Could the lines from the one containing "# drop a dot on each instance of the shrub;" through the end of the material below be returned exactly, with nothing else?

*** PROVIDED DATA Section Begins ***

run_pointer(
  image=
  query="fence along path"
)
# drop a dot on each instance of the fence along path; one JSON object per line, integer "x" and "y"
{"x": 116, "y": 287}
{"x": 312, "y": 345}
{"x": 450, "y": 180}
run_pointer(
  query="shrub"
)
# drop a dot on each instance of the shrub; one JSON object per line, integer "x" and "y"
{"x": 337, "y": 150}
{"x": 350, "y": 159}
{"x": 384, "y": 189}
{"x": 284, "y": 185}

*** PROVIDED DATA Section Ends ***

■ RESULT OF THE EXERCISE:
# drop a dot on each instance of the shrub; one JSON object per line, integer "x" and "y"
{"x": 337, "y": 150}
{"x": 350, "y": 159}
{"x": 384, "y": 189}
{"x": 284, "y": 185}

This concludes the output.